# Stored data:
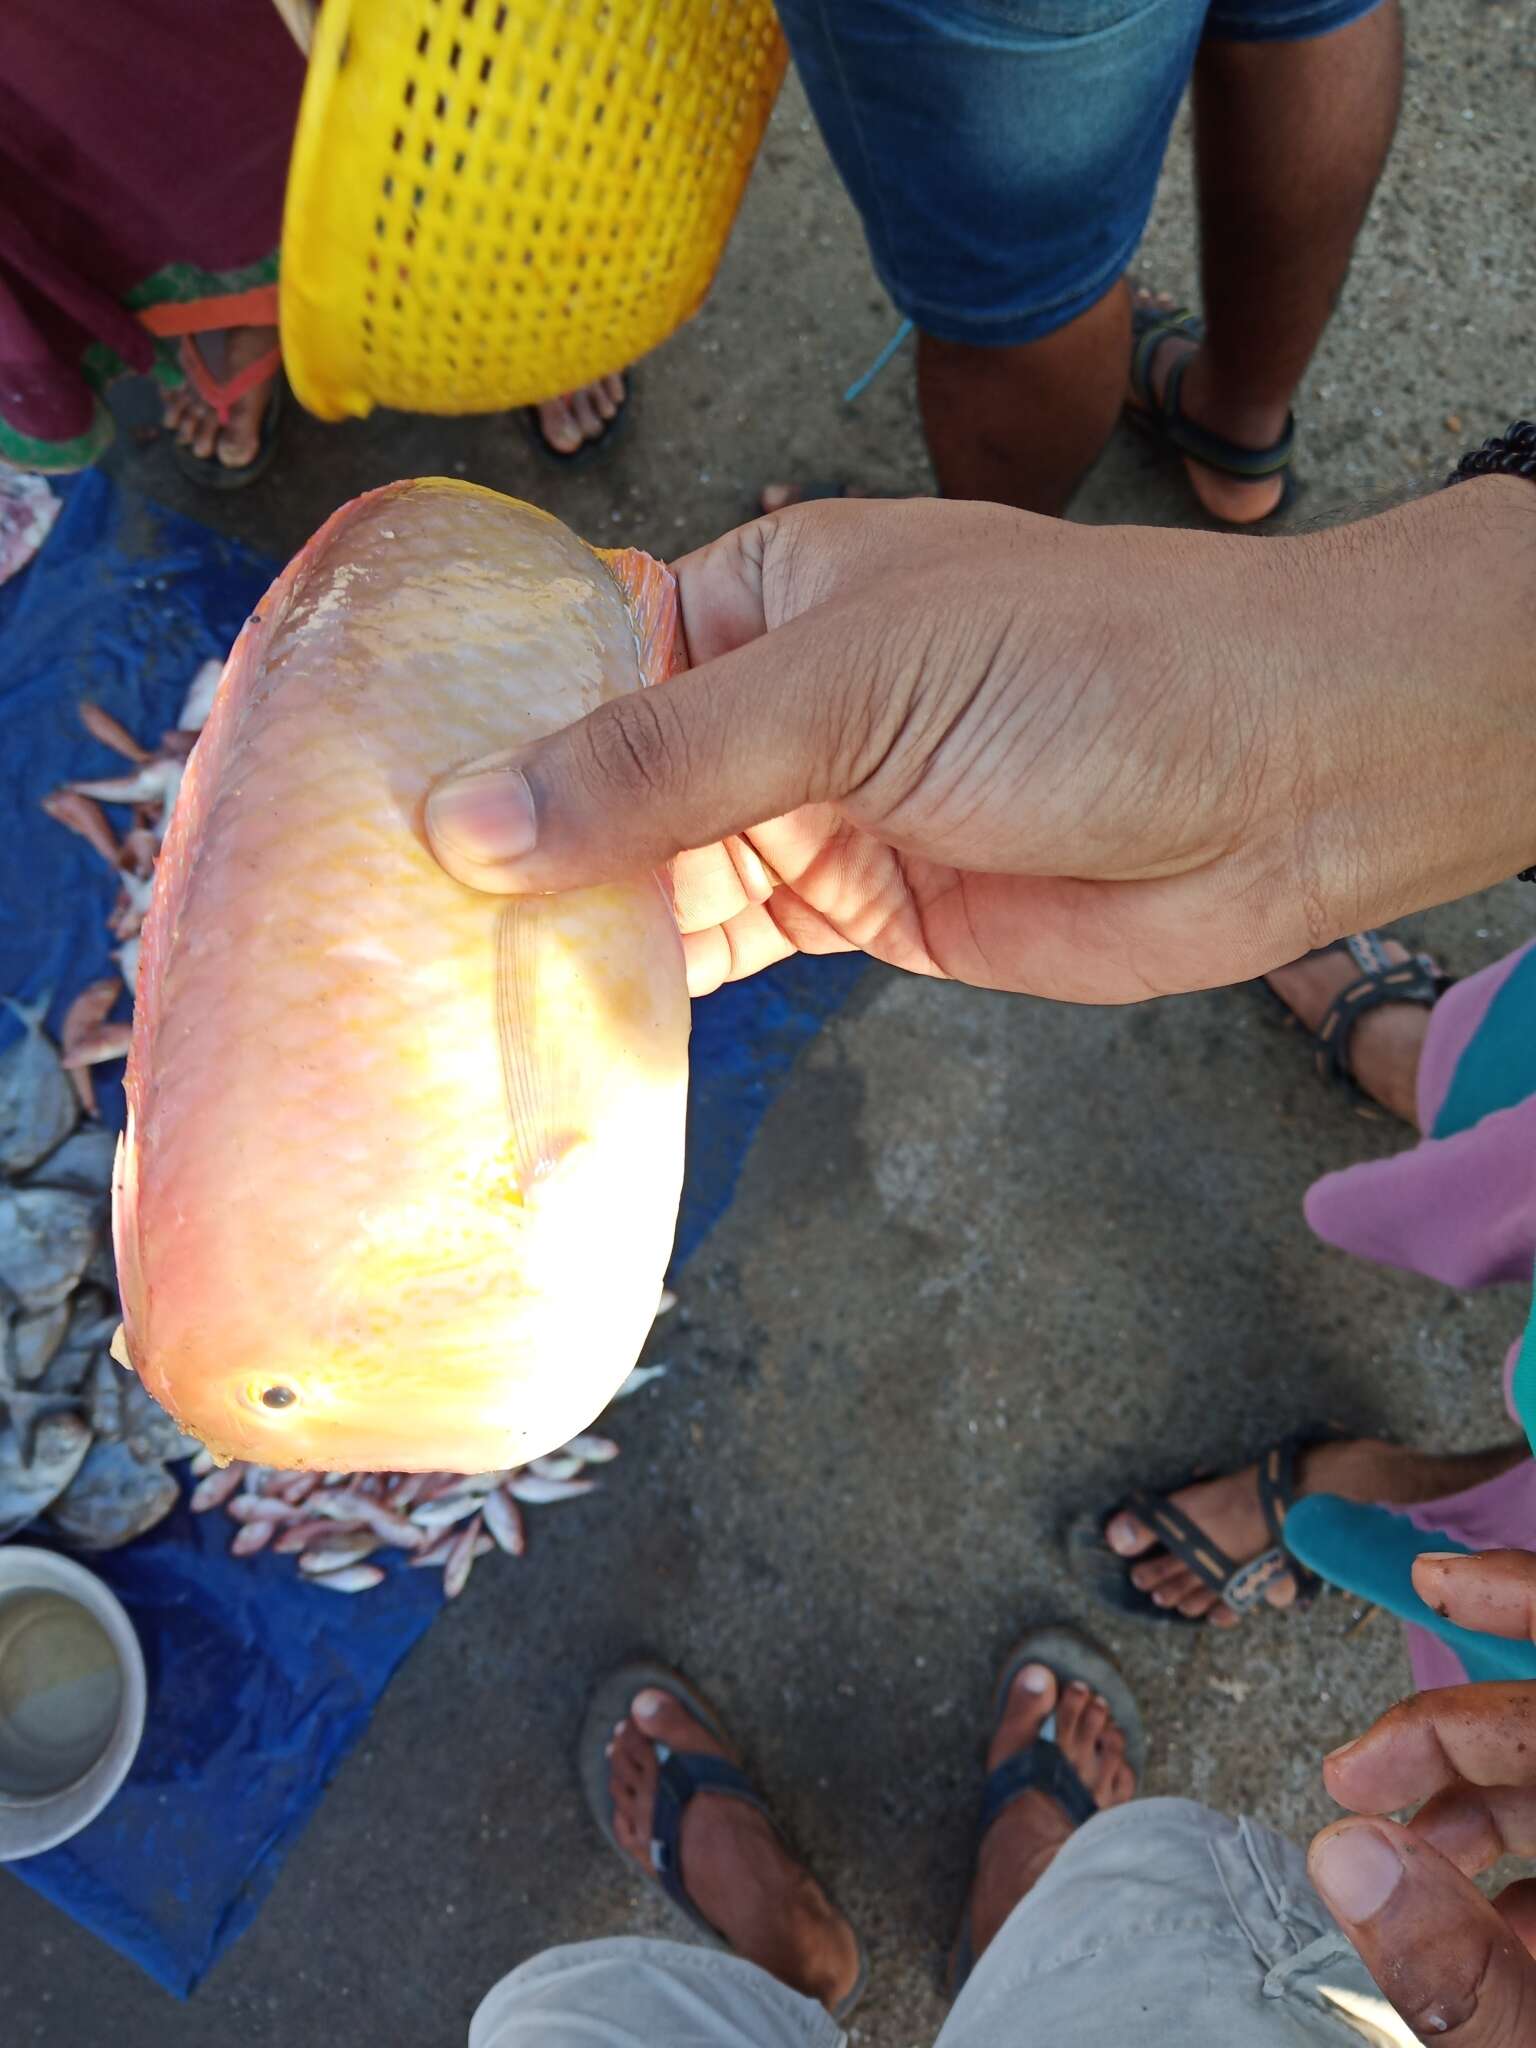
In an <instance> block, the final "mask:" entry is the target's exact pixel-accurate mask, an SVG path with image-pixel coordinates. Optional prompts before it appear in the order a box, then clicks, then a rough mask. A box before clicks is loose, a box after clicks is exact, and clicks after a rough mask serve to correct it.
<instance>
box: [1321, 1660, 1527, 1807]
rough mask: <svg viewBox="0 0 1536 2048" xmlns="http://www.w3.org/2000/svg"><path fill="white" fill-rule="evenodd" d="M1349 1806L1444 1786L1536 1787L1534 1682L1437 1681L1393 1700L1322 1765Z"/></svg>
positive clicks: (1407, 1797) (1358, 1804) (1408, 1795)
mask: <svg viewBox="0 0 1536 2048" xmlns="http://www.w3.org/2000/svg"><path fill="white" fill-rule="evenodd" d="M1323 1782H1325V1784H1327V1788H1329V1792H1331V1794H1333V1798H1335V1800H1337V1802H1339V1806H1350V1808H1352V1810H1354V1812H1395V1810H1397V1808H1399V1806H1417V1804H1419V1800H1425V1798H1432V1796H1434V1794H1436V1792H1444V1790H1446V1788H1448V1786H1456V1784H1468V1786H1536V1681H1528V1683H1520V1681H1499V1683H1485V1686H1442V1688H1438V1690H1436V1692H1419V1694H1415V1696H1413V1698H1411V1700H1403V1702H1399V1704H1397V1706H1395V1708H1391V1710H1389V1712H1386V1714H1382V1716H1380V1720H1378V1722H1376V1724H1374V1726H1372V1729H1366V1733H1364V1735H1362V1737H1358V1739H1356V1741H1354V1743H1346V1747H1343V1749H1335V1751H1333V1755H1331V1757H1327V1761H1325V1763H1323Z"/></svg>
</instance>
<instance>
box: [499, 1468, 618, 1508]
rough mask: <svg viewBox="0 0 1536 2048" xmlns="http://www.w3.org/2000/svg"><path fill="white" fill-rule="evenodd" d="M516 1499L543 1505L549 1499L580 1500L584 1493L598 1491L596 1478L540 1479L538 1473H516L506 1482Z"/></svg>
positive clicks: (506, 1490)
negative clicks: (571, 1478)
mask: <svg viewBox="0 0 1536 2048" xmlns="http://www.w3.org/2000/svg"><path fill="white" fill-rule="evenodd" d="M506 1491H508V1493H510V1495H512V1499H514V1501H526V1503H528V1507H541V1505H547V1503H549V1501H580V1499H582V1495H584V1493H596V1491H598V1483H596V1479H539V1477H537V1473H514V1475H512V1479H508V1483H506Z"/></svg>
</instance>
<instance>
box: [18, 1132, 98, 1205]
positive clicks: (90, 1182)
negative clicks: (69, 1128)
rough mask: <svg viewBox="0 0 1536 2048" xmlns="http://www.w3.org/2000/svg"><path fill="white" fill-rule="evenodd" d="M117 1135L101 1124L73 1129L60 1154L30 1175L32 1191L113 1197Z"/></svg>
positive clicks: (48, 1158)
mask: <svg viewBox="0 0 1536 2048" xmlns="http://www.w3.org/2000/svg"><path fill="white" fill-rule="evenodd" d="M115 1157H117V1133H115V1130H106V1128H104V1126H102V1124H86V1126H82V1128H80V1130H74V1133H72V1135H70V1137H68V1139H66V1141H63V1145H59V1149H57V1151H51V1153H49V1155H47V1159H43V1163H41V1165H35V1167H33V1171H31V1174H29V1176H27V1186H29V1188H70V1190H74V1194H96V1196H102V1198H106V1196H111V1192H113V1159H115Z"/></svg>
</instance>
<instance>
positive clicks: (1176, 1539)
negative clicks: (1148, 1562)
mask: <svg viewBox="0 0 1536 2048" xmlns="http://www.w3.org/2000/svg"><path fill="white" fill-rule="evenodd" d="M1122 1507H1124V1511H1126V1513H1133V1516H1135V1518H1137V1522H1145V1524H1147V1528H1149V1530H1153V1534H1155V1536H1157V1538H1159V1540H1161V1544H1163V1548H1165V1550H1167V1552H1169V1556H1176V1559H1178V1561H1180V1565H1184V1567H1186V1569H1188V1571H1192V1573H1194V1575H1196V1579H1198V1581H1200V1585H1204V1587H1208V1589H1210V1591H1212V1593H1223V1595H1225V1591H1227V1587H1229V1585H1231V1581H1233V1579H1235V1577H1237V1575H1239V1573H1241V1571H1245V1569H1247V1567H1245V1565H1241V1563H1239V1561H1237V1559H1235V1556H1227V1552H1225V1550H1223V1548H1221V1544H1219V1542H1212V1540H1210V1538H1208V1536H1206V1532H1204V1530H1202V1528H1200V1524H1198V1522H1194V1520H1192V1518H1190V1516H1186V1513H1184V1509H1182V1507H1176V1505H1174V1501H1169V1499H1167V1497H1165V1495H1163V1493H1149V1491H1147V1489H1145V1487H1137V1489H1135V1491H1133V1493H1126V1497H1124V1501H1122Z"/></svg>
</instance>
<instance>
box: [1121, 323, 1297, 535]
mask: <svg viewBox="0 0 1536 2048" xmlns="http://www.w3.org/2000/svg"><path fill="white" fill-rule="evenodd" d="M1135 303H1137V307H1143V305H1149V307H1153V311H1157V313H1171V311H1174V309H1176V301H1174V299H1169V297H1167V293H1161V291H1137V295H1135ZM1180 356H1188V358H1192V360H1190V367H1188V371H1186V373H1184V383H1182V385H1180V406H1182V410H1184V414H1186V418H1190V420H1192V422H1194V424H1196V426H1204V428H1206V430H1208V432H1212V434H1223V436H1225V438H1227V440H1235V442H1237V444H1239V446H1243V449H1268V446H1270V442H1274V440H1278V438H1280V434H1284V430H1286V414H1288V408H1286V406H1223V403H1221V401H1219V397H1217V395H1214V393H1212V391H1210V387H1208V381H1206V360H1204V350H1202V348H1200V346H1198V344H1196V342H1192V340H1188V338H1184V336H1180V334H1169V336H1165V338H1163V340H1161V342H1159V344H1157V348H1155V350H1153V358H1151V362H1149V365H1147V383H1149V387H1151V393H1153V397H1155V399H1157V401H1159V403H1161V397H1163V389H1165V387H1167V373H1169V371H1171V369H1174V365H1176V362H1178V360H1180ZM1128 403H1130V406H1133V410H1135V408H1139V406H1141V399H1139V395H1137V393H1135V391H1133V393H1130V399H1128ZM1184 467H1186V471H1188V475H1190V483H1192V487H1194V496H1196V498H1198V500H1200V504H1202V506H1204V508H1206V512H1210V516H1212V518H1219V520H1225V522H1227V524H1229V526H1251V524H1253V522H1255V520H1262V518H1268V516H1270V514H1272V512H1274V510H1276V506H1278V504H1280V498H1282V496H1284V487H1286V485H1284V477H1260V479H1257V481H1255V483H1243V481H1239V479H1237V477H1227V475H1223V473H1221V471H1219V469H1208V467H1206V465H1204V463H1196V461H1192V459H1190V457H1188V455H1186V457H1184Z"/></svg>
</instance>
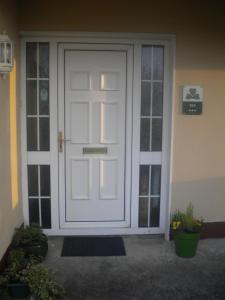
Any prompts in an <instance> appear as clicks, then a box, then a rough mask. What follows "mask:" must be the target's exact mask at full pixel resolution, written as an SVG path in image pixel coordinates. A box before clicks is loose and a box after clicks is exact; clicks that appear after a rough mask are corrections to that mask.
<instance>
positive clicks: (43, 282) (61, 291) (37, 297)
mask: <svg viewBox="0 0 225 300" xmlns="http://www.w3.org/2000/svg"><path fill="white" fill-rule="evenodd" d="M22 275H23V282H24V283H27V284H28V286H29V288H30V291H31V293H32V295H33V296H34V299H35V300H51V299H56V298H60V299H63V297H64V289H63V288H62V287H61V286H60V285H59V284H58V283H57V282H56V281H55V279H54V274H53V273H52V271H50V270H49V269H47V268H46V267H44V266H42V265H39V264H33V263H31V264H28V265H27V267H26V268H25V269H24V270H23V272H22Z"/></svg>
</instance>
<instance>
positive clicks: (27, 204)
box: [20, 40, 29, 225]
mask: <svg viewBox="0 0 225 300" xmlns="http://www.w3.org/2000/svg"><path fill="white" fill-rule="evenodd" d="M25 44H26V42H25V41H24V40H22V41H21V57H20V59H21V65H20V68H21V72H20V77H21V78H20V82H21V90H20V97H21V98H20V109H21V111H20V118H21V194H22V200H23V217H24V223H25V224H26V225H27V224H28V223H29V209H28V182H27V146H26V145H27V144H26V132H27V129H26V63H25V62H26V48H25Z"/></svg>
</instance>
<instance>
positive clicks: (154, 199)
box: [150, 197, 160, 227]
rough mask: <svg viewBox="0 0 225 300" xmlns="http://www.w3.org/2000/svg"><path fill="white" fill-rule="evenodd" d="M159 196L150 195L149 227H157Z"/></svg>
mask: <svg viewBox="0 0 225 300" xmlns="http://www.w3.org/2000/svg"><path fill="white" fill-rule="evenodd" d="M159 217H160V198H159V197H152V198H151V204H150V227H159Z"/></svg>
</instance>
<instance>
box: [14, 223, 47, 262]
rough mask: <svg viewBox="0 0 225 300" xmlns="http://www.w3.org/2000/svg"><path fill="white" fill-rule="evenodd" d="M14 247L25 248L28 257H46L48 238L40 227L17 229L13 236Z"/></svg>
mask: <svg viewBox="0 0 225 300" xmlns="http://www.w3.org/2000/svg"><path fill="white" fill-rule="evenodd" d="M12 245H13V246H14V247H15V248H18V247H19V248H23V249H24V250H25V251H26V254H27V255H35V256H40V257H43V258H44V257H45V256H46V254H47V251H48V241H47V236H46V235H45V234H44V233H43V231H42V229H41V228H40V226H39V225H35V224H34V225H31V226H26V227H22V228H17V229H16V231H15V234H14V236H13V241H12Z"/></svg>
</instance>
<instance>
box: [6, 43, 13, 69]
mask: <svg viewBox="0 0 225 300" xmlns="http://www.w3.org/2000/svg"><path fill="white" fill-rule="evenodd" d="M11 60H12V58H11V44H10V43H7V44H6V62H7V64H11V63H12V61H11Z"/></svg>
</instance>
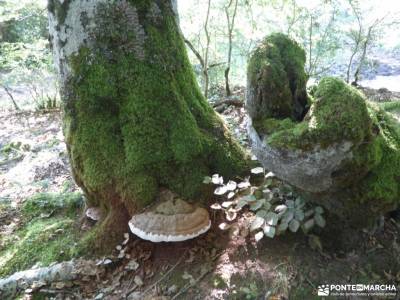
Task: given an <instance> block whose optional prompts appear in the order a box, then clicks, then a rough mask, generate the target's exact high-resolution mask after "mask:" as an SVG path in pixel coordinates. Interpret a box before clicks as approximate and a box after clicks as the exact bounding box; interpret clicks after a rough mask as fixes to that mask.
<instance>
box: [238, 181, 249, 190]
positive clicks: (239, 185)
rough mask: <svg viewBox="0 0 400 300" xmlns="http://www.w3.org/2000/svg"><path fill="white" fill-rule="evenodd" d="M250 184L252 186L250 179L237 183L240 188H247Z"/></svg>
mask: <svg viewBox="0 0 400 300" xmlns="http://www.w3.org/2000/svg"><path fill="white" fill-rule="evenodd" d="M250 186H251V184H250V182H249V181H242V182H239V183H238V185H237V187H238V188H239V189H247V188H248V187H250Z"/></svg>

# TASK DESCRIPTION:
Reproduce everything from the start of the listing down to and including the line that contains "1806L1444 1786L1536 1787L1534". Leave the pictures out of your reply.

# YOUR RESPONSE:
In an <instance> block, the final "mask:" entry is the target's exact pixel-accurate mask, an SVG path with image-pixel coordinates. Optional prompts before it appear in the order a box, then clicks, then a rough mask. A box before clicks is loose, a box after clicks is exact, and clicks after a rough mask serve to correct it.
<instance>
box: [1321, 1660, 1527, 1807]
rough mask: <svg viewBox="0 0 1536 2048" xmlns="http://www.w3.org/2000/svg"><path fill="white" fill-rule="evenodd" d="M1349 1806L1444 1786L1536 1787L1534 1682L1437 1681L1393 1700L1322 1765Z"/></svg>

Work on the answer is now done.